**Set exercise**: Filter the listing below down to the lines that contain the string "instance", and copy each of them out. Case counts.

**Input material**:
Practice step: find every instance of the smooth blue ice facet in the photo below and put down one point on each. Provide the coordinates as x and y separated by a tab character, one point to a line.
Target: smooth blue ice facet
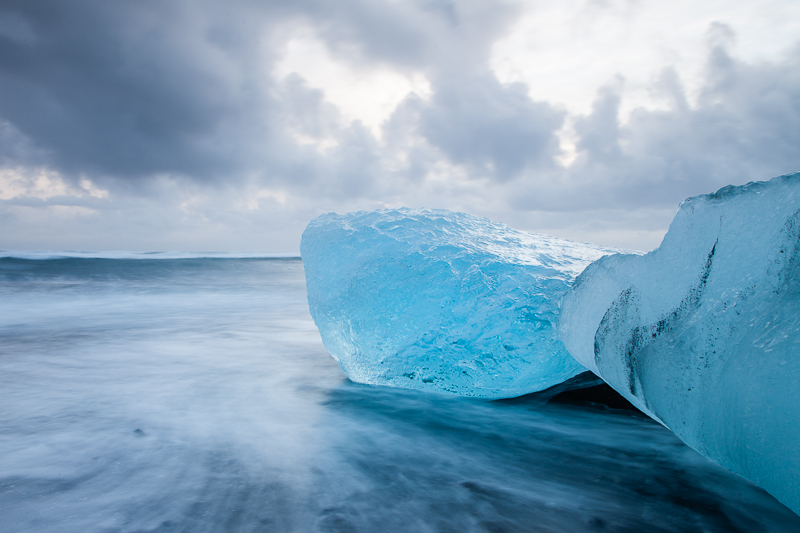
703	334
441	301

* * *

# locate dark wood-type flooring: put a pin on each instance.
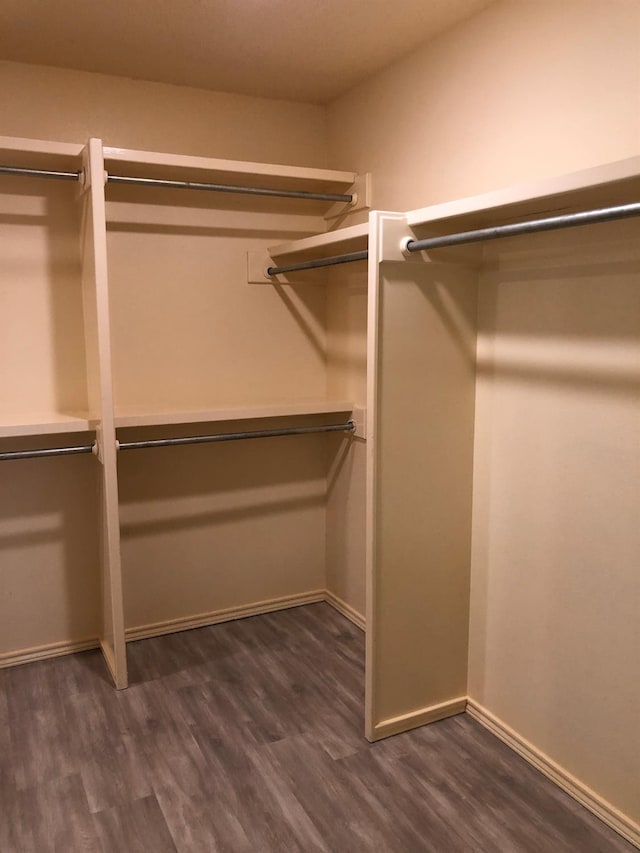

* * *

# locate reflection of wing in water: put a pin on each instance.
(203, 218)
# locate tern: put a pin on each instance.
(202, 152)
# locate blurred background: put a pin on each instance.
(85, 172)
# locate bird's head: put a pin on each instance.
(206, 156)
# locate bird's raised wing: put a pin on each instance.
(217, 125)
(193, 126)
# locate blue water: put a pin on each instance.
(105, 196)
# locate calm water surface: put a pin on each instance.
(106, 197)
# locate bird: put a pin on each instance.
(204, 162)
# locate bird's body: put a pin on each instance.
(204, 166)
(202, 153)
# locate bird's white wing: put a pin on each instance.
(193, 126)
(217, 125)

**Result**:
Practice step: find every instance of the smooth blue ice facet in the photo below and put down one point on each. Provide the coordinates as x and y separated by a tab character, one point to a line.
# locate dark wood-type flooring: put a pin on each instance.
# locate reflection of wing in water: put a pin on each instance.
# locate tern: put a pin on each instance.
# locate blurred background: put a pin on each instance.
# locate bird's head: put a pin on each instance.
# locate bird's raised wing: put a pin on each instance.
# locate blue water: put a pin on each instance.
# locate calm water surface: put a pin on each instance.
# locate bird: put a pin on each instance.
# locate bird's body: put a pin on each instance.
# locate bird's white wing: put a pin on each instance.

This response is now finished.